• [SUPPLIED RECORDS]:
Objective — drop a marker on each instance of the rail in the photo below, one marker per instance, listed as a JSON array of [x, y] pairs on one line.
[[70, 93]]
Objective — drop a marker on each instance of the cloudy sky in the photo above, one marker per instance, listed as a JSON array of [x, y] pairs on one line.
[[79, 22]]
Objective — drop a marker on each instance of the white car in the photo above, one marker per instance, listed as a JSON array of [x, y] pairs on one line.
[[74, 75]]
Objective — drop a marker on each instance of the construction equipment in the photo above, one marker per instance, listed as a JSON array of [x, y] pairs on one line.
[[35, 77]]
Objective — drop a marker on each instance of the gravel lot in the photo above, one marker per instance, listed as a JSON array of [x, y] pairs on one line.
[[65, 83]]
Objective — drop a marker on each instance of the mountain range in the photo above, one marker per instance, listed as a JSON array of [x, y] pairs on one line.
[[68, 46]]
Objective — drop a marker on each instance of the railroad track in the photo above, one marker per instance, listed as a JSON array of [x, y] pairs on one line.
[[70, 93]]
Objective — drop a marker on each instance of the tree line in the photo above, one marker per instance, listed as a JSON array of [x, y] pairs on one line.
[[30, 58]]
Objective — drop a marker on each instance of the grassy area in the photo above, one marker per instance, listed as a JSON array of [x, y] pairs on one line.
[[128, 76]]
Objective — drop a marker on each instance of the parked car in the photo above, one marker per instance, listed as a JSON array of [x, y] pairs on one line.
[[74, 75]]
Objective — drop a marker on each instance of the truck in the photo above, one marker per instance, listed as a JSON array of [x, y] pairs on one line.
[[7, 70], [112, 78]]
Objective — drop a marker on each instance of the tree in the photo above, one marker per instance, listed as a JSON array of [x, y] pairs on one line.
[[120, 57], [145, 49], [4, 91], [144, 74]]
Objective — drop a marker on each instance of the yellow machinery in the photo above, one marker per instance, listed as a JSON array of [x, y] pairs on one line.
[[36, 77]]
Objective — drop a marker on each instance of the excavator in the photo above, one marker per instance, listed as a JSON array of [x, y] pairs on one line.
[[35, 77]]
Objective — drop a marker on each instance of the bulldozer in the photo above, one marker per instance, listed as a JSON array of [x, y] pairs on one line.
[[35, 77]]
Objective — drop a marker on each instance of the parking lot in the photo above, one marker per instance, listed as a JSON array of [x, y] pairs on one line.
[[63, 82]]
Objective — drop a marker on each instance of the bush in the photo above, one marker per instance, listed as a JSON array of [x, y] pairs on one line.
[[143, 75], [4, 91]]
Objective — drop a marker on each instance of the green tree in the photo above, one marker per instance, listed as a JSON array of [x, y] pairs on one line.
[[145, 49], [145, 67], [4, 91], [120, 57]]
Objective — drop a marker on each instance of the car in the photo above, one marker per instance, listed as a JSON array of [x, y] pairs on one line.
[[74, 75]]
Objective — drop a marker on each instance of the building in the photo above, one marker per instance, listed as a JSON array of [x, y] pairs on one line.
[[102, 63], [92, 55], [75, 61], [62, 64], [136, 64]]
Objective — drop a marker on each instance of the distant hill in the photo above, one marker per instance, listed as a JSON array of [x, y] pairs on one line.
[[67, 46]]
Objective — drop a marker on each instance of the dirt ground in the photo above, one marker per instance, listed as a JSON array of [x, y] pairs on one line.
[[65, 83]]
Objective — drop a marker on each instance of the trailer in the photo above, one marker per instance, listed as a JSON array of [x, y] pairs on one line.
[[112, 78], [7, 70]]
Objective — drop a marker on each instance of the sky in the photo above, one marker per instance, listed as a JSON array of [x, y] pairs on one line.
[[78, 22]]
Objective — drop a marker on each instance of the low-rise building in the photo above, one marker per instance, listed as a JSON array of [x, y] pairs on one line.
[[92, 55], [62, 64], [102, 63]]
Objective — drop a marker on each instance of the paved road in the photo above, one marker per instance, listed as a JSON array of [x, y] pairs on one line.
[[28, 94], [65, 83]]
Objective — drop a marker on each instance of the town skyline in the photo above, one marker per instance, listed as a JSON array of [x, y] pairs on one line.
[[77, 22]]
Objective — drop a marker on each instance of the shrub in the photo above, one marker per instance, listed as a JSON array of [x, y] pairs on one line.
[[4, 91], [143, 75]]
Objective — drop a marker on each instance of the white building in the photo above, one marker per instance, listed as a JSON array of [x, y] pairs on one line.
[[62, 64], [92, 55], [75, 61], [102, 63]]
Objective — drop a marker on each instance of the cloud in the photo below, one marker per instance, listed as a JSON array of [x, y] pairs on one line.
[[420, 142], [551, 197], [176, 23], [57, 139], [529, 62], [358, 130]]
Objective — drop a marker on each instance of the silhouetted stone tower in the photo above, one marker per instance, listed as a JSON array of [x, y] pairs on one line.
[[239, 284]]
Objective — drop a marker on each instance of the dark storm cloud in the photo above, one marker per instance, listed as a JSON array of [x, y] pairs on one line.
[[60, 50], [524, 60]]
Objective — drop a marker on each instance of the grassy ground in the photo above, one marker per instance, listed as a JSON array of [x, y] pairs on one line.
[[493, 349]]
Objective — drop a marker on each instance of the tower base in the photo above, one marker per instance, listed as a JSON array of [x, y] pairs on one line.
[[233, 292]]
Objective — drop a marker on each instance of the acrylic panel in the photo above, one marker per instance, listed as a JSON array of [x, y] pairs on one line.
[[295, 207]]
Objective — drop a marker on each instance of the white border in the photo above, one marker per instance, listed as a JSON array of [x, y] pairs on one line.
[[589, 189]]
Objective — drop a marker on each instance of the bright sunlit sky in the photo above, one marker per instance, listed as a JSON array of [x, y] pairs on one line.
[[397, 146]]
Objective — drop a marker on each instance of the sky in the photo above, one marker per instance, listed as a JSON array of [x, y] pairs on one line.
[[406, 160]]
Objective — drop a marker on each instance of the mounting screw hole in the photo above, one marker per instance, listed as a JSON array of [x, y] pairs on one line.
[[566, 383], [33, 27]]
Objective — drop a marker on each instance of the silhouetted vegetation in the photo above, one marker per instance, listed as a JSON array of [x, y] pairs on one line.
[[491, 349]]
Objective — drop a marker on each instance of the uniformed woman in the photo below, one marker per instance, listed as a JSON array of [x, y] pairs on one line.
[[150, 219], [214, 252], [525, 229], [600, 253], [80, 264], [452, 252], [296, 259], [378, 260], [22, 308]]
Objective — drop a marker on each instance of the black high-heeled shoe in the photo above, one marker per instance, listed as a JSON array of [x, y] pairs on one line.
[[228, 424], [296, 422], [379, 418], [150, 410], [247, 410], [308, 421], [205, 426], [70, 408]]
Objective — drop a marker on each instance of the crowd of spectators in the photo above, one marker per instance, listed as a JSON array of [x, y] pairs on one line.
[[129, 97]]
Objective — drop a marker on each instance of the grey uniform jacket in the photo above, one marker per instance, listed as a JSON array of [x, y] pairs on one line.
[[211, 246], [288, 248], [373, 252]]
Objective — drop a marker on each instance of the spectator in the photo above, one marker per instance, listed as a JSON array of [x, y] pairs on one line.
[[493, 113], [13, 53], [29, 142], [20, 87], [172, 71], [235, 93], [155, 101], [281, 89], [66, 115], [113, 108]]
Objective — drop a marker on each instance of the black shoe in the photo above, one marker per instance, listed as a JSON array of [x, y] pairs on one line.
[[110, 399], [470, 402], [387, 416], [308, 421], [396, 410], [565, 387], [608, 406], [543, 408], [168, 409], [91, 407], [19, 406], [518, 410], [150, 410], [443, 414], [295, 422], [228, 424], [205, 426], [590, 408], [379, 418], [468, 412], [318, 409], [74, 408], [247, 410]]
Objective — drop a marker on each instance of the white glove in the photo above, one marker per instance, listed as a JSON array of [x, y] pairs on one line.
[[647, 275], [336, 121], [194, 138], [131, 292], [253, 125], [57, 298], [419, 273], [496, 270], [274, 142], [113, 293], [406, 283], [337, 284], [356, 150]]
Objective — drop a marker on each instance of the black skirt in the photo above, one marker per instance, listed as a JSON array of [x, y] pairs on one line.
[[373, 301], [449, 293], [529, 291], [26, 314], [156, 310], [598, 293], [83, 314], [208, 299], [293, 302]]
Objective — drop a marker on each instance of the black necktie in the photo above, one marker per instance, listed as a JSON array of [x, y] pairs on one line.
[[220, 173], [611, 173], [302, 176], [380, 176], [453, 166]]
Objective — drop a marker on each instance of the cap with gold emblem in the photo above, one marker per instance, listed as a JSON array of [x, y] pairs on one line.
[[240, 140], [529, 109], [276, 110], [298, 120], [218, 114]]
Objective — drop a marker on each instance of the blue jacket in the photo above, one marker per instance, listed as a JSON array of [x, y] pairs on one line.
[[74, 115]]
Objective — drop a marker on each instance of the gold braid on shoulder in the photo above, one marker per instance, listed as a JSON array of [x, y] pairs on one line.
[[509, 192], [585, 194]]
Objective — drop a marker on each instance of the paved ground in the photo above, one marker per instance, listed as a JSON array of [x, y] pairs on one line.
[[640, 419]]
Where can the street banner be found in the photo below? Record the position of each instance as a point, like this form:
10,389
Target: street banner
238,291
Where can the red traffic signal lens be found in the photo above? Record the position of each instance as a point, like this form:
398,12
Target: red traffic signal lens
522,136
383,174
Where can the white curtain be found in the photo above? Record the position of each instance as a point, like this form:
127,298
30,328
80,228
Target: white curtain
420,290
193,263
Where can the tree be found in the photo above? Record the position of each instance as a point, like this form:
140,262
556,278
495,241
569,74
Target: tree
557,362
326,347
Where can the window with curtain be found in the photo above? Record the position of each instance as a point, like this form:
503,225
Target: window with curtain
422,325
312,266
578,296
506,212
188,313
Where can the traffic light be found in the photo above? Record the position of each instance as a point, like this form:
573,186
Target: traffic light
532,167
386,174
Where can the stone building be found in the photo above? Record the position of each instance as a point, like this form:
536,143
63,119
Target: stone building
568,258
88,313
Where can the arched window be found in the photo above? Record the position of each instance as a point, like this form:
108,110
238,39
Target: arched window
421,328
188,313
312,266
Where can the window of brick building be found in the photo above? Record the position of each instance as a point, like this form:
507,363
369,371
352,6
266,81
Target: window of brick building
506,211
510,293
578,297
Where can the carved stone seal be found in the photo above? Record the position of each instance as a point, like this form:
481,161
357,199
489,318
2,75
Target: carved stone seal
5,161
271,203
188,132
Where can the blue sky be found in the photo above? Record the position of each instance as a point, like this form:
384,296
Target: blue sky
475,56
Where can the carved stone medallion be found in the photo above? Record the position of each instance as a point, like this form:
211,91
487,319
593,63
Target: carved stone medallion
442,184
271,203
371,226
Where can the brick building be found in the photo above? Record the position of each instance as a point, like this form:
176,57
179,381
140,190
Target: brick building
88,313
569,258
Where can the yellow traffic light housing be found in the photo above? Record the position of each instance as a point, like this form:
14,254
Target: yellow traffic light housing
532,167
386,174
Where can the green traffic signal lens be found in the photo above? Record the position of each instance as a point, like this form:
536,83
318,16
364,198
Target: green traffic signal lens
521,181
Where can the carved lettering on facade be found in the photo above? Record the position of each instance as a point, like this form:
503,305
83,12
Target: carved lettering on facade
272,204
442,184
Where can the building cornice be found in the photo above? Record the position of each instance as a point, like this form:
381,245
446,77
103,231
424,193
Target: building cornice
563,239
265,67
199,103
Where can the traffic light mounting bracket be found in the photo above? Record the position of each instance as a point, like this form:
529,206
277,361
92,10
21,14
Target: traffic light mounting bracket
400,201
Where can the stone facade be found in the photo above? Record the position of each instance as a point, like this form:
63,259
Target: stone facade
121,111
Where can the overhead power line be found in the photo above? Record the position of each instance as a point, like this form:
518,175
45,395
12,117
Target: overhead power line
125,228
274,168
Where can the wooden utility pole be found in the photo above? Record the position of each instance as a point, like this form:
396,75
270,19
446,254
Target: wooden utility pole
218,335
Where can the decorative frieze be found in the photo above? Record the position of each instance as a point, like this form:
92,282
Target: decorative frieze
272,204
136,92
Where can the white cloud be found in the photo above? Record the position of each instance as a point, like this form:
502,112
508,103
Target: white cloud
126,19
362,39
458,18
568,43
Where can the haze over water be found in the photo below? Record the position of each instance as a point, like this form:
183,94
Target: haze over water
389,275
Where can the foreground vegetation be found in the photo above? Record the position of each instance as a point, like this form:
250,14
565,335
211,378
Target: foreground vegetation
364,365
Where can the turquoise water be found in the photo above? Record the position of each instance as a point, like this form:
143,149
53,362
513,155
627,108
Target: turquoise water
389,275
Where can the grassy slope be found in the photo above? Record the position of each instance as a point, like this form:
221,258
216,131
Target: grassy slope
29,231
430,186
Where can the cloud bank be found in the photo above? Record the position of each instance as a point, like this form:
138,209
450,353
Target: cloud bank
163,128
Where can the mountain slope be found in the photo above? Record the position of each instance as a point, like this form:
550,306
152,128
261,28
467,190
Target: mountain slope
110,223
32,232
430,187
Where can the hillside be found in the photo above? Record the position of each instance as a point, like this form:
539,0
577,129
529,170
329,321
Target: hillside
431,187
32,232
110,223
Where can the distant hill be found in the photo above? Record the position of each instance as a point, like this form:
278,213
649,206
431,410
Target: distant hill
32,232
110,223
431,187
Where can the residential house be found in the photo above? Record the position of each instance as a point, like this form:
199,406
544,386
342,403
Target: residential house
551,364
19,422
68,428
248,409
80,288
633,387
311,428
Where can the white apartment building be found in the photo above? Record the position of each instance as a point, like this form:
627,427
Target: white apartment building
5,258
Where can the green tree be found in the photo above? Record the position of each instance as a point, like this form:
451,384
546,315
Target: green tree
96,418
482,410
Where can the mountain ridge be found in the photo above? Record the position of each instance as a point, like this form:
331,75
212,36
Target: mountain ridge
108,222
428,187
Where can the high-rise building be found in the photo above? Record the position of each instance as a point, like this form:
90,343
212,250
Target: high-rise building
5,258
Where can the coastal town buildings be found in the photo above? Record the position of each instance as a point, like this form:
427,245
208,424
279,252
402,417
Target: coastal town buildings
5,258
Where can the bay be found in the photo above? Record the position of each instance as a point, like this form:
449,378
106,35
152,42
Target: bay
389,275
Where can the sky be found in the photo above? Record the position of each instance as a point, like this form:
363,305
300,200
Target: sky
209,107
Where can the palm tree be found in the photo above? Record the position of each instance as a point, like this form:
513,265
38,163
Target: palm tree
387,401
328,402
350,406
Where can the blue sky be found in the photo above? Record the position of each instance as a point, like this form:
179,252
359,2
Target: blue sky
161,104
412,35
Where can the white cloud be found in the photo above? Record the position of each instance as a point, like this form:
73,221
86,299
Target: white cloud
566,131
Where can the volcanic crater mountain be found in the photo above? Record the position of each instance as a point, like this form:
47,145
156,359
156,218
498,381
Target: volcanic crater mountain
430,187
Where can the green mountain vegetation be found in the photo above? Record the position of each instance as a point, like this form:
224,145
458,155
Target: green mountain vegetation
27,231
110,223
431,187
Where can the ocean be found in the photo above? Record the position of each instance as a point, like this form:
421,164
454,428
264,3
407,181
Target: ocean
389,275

• [WHAT YOU ARE ASKED TO DO]: Copy out exactly the lines between the line with "Target: sky" and the last line of the entries, counting both of those lines.

• [SOLUTION FOR THIS PROBLEM]:
Target: sky
209,107
Where can the palm tree be found in the photo above? Record the position of each instance as a point, like this form:
513,265
38,163
Target: palm tree
387,401
328,402
350,406
Where can the blue sky be found in the photo above? Record the position of each instance as a point, like this form:
179,252
359,2
Target: blue sky
161,104
412,35
Where can the white cloud be found in the photo above? Record the position of each instance as a point, like this form:
73,221
86,299
Target: white cloud
566,131
Where can the volcanic crater mountain be found in the photo above? Record the position of each instance as a point, like this form:
47,145
156,359
156,218
498,381
Target: volcanic crater mountain
430,187
Where can the green mountain vegetation be found in the photo above? Record the position of each instance as a point, like this form:
224,145
458,155
Target: green mountain vegetation
27,231
110,223
431,187
Where can the ocean be found in the photo above? Record the position of each instance as a point, like this form:
421,164
454,428
264,3
407,181
Target: ocean
389,275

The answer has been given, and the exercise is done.